Page »
::::::

Another couple of things to mention...don't stock a sorority full of expensive fish. I know many people who have done this...and it's like Murphy's Law...something is going to go wrong, and that's a lot of money down the drain. I sound so heartless, and ALL lives are important, but if you're going to do this...save a petstore girl. Give her a life of warm, clean water and good food...and hope for the best. Even if something happens in the sorority, she was better off in there than she was dying of ammonia poisoning in a petstore cup. 

Live plants make a sorority SO much easier to keep. They help so much with the cycle, or to buffer it, and they provide a much more natural habitat. It may just be my imagination, but I swear my girls are more relaxed and happier in the now fully planted tank than they were with either all silk plants or partial silk/partial live. 

Get them all about the same age. I introduce new girls into my group every now and again, but if you have younger girls and older girls (like a year plus) it is very, very hard on the older ones to have to deal with these new, younger, stronger, and generally more aggressive females. This is why my oldest girl was "retired" a short while ago. She started clamping, skulking in the bottom of the tank, and looked generally miserable. It's taken her a little time in her new, private live planted 2.5 gallon (soon to be upgraded to a 7g cube), but she's starting to "come out of her shell", unclamping, swimming around, interacting, dancing for food...she's finally feeling safe again.  You need to be prepared for this sort of eventuality with girls...when one doesn't work out, you'll need to be prepared to find her a new home, or to give her her own space.


----------



## jaysee (Dec 9, 2009)

I've been paying attention to these sorority threads for a while now and a pretty common thing I've seen is the removal of a fish setting chaos into motion.


----------



## amphirion (Jan 15, 2014)

::::::

Extracted records »

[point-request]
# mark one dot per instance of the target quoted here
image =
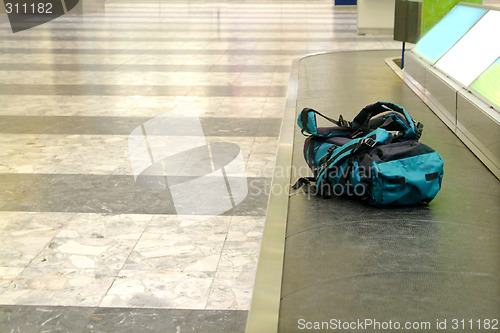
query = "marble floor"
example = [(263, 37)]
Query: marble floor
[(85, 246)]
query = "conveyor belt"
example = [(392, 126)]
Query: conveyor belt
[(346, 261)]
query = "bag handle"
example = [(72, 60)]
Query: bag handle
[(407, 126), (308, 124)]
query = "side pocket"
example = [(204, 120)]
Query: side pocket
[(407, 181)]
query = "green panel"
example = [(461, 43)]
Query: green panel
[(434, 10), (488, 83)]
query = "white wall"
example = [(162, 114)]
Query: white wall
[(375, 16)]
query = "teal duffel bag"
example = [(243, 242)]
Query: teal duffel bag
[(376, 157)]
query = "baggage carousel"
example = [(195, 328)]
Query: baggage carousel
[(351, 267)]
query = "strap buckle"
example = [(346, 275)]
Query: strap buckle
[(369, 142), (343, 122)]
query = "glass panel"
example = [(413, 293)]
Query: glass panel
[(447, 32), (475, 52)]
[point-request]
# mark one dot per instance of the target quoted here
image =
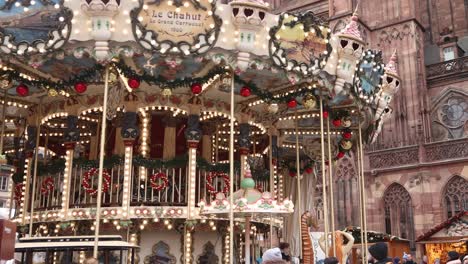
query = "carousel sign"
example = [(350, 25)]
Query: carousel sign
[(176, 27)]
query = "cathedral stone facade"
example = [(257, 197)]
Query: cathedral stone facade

::::::

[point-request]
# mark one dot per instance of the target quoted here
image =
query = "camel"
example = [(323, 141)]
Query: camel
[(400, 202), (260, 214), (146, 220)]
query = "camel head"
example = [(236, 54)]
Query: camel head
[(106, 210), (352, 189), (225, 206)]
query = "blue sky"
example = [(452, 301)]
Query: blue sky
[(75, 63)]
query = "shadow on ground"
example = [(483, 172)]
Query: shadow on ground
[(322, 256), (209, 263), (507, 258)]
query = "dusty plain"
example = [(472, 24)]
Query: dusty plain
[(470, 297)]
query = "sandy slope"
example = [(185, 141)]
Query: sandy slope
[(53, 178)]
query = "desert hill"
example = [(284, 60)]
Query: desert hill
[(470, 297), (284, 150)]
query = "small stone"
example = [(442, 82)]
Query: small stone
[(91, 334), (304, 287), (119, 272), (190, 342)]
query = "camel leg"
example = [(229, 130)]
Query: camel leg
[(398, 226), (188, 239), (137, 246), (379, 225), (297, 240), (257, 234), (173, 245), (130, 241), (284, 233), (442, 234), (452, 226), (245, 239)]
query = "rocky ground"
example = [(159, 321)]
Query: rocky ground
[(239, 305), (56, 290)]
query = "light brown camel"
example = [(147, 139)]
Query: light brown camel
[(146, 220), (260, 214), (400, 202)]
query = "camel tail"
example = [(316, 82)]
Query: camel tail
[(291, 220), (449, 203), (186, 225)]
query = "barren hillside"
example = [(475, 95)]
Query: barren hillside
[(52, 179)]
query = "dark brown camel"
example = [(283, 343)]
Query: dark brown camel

::::::

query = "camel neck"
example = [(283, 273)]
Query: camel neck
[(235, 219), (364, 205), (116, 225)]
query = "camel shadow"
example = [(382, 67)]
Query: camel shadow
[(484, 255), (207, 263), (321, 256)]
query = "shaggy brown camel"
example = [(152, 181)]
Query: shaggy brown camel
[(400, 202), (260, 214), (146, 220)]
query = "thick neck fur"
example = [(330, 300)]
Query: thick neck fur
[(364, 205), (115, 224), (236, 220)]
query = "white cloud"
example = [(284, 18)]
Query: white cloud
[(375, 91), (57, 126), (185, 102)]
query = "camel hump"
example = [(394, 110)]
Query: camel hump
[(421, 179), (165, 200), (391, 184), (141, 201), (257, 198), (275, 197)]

::::::

What you will do »
Write the next post in the forum thread on keeping a sorority tank above, picking up after its last line.

Expected answer »
i do suspect that there is an alpha dominance mentality that bettas take time to establish. once when the hierarchy is established, usually there would be very little outbreaks of aggression since everyone understands their place. any time there is a disruption, aggression breaks out which makes sense since everyone is attempting to contest dominance.

i remember Bettysplendens writing an article of how a male was kept in the the spawning tank, well fed, along with the free swimming fry. the fry grew but amazingly enough, apparently no outbreaks of aggression occurred well into sexual maturity between males. however it was also noted that all of them were dull colored and displayed the 2 horizontal bars. we apparently know that the fry ended up being sexually mature, because the one time aggression did break out, it was with the alpha female of that spawn, who ended up spawning with her father. at this point the experiment was shut down since the 2nd generation of fry wouldnt make it. 

here's the interesting part--upon separation, the males automatically started turning dark and colorful, flaring and showing aggression amongst siblings.

so following observations can be made
1) presence of dominant male from the start can potentially negate any aggression since hierarchy has been established.

2) removal of dominant male, disrupts hierarchy, and alpha position is contested.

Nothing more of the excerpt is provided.